QUOTED TEXT.
2. An internal combustion engine as claimed in claim 1, wherein said
barrier member comprises a laterally slidable plate attached to said
connecting rod by a pivoting sealing collar.
3. An internal combustion engine as claimed in claim 2, wherein said
sealing collar forms the socket of a socket-and-ball coupling, the ball
being formed on the connecting rod.
4. An internal combustion engine as claimed in claim 2, wherein a shallow
recess is formed in the wall of the engine between the crankcase and
cylinder, and said plate is slidably located in said shallow recess to
permit lateral movement thereof.
5. An internal combustion engine as claimed in claim 1, wherein said
barrier membrane comprises a flexible membrane sealed to said connecting
rod and the wall of said cylinder.
6. An internal combustion engine as claimed in claim 1, wherein said
transfer ports comprise shallow grooves formed in the wall of the
cylinder, said grooves being exposed in said second space by said piston
during the lower part of its stroke.
7. An internal combustion engine as claimed in claim 1, wherein said
transfer ports comprise channels formed in the wall of the cylinder.
8. An internal combustion engine as claimed in claim 1, wherein said piston
is a double-faced piston having upper and lower piston surfaces and upper
and lower sealing rings sealing said respective surfaces to the wall of
the cylinder.
9. An internal combustion engine as claimed in claim 8, wherein vent means
are provided in the cylinder wall to supply oil to the piston wall between
upper and lower piston rings.

STATED PROBLEM 1. Gather every line of the entries that contains the string "pergola".
The two blocks of entries below were drawn from separate sources.

SUPPLIED DATA.

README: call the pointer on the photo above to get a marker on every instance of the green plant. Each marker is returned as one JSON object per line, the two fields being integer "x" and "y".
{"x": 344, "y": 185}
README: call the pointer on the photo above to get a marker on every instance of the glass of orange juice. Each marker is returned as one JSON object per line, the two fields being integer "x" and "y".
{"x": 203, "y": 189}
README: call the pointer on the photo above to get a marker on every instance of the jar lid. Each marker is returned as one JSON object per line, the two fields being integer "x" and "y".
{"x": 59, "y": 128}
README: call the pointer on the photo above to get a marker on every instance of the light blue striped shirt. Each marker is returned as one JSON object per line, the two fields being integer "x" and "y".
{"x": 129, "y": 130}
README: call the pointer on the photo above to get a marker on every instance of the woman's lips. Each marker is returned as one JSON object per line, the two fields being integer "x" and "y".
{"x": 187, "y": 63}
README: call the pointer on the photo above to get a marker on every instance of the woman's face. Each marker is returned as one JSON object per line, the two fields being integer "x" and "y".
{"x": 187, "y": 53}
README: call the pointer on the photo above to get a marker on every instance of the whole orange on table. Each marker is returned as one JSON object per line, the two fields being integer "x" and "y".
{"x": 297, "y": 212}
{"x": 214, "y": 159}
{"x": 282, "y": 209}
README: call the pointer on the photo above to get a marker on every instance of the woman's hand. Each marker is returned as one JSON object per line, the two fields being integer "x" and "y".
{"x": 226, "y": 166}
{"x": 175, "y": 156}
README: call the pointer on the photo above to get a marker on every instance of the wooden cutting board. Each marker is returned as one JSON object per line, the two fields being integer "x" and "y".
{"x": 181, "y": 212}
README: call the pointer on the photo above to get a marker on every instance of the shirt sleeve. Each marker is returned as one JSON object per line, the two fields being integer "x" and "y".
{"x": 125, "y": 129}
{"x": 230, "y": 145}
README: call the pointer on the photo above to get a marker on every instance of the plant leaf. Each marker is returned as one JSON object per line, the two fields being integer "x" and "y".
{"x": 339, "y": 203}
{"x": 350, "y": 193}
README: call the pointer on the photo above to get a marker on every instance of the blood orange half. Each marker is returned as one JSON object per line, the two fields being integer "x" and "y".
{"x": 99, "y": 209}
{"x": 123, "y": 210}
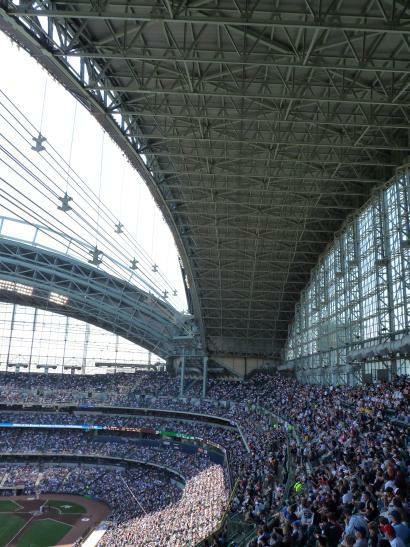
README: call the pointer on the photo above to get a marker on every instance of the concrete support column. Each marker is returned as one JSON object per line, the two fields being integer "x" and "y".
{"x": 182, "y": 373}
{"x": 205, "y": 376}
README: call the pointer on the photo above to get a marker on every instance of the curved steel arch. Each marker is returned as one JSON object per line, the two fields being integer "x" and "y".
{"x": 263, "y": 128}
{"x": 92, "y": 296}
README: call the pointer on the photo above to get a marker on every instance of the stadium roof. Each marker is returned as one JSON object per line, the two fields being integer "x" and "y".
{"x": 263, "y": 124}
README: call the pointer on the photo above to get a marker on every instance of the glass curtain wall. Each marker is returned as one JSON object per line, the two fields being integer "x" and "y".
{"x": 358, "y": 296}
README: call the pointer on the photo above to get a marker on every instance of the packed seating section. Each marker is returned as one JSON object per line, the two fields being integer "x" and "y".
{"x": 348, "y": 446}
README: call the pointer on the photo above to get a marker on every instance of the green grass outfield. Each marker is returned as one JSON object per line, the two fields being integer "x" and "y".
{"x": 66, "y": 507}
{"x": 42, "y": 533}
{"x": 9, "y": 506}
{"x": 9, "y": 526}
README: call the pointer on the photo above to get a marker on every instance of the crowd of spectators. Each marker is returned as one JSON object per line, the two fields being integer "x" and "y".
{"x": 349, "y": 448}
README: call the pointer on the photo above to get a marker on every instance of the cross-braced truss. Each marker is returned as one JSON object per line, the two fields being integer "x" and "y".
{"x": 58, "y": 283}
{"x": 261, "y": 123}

...

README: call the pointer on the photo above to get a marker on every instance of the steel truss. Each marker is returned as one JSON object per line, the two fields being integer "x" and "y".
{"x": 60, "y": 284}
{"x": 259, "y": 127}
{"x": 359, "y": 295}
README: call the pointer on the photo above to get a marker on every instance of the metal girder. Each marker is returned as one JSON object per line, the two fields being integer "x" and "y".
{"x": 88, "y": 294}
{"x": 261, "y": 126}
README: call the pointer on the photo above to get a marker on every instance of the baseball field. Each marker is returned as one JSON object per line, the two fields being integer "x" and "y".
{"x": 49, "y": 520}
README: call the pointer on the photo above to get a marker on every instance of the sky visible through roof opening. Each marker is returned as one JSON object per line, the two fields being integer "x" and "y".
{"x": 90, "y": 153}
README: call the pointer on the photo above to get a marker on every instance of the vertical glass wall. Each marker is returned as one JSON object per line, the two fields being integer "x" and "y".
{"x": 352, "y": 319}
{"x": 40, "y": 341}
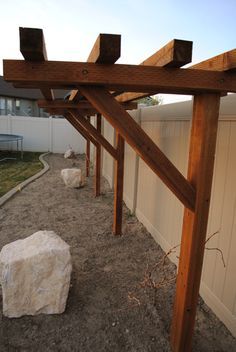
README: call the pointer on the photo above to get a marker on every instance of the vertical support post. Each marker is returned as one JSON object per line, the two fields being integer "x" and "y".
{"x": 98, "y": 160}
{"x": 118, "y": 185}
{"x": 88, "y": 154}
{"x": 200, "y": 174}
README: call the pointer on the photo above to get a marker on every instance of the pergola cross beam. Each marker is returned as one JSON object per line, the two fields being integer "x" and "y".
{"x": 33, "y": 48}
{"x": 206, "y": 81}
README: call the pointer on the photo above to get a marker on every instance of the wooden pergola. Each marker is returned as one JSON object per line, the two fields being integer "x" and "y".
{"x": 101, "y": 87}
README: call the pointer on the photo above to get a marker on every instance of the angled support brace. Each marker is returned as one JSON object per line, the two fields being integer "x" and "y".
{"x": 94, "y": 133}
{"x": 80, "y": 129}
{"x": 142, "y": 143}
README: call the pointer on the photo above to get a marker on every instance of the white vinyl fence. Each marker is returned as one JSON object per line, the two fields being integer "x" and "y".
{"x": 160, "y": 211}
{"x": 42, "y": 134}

STATED PROBLEM 2. Pick up the internal combustion engine claims after claim 9 and carry them forward.

EXPECTED ANSWER 1.
README: call the pointer on the photo above to get a marker on every instance of the pergola cross beam. Each marker is returned as one JSON object per line, the two fields being integer "x" and "y".
README: call the pointer on the photo above to get a marker on every instance of the wooden pergola. Each marker is returned as one JSON object per line, the two fields being integer "x" and "y".

EXPECTED ANSWER 2.
10. An internal combustion engine as claimed in claim 1, wherein the
cylinder has a larger diameter in said first space than said second space.
11. An engine as claimed in claim 1, wherein the open phase of said
overhead rotary exhaust valve is timed to partly overlap the opening of
the transfer ports.
12. An engine as claimed in claim 11, wherein said overhead rotary exhaust
valve is open for about the first 15.degree. of crank angle that the
transfer ports are open.
13. An engine as claimed in claim 11, wherein said rotary valve comprises a
transfer bore that is aligned with opposing holes in a retaining sleeve
when the valve is open, said rotary valve being timed to rotate at half
crankshaft speed.
14. An engine as claimed in claim 13, wherein said rotary valve comprises a
tubular member with an opening that is aligned with an aperture in a
retaining sleeve when the valve is open so as to discharge exhaust gases
laterally through said tube, said rotary valve being timed to rotate at
full crankshaft speed.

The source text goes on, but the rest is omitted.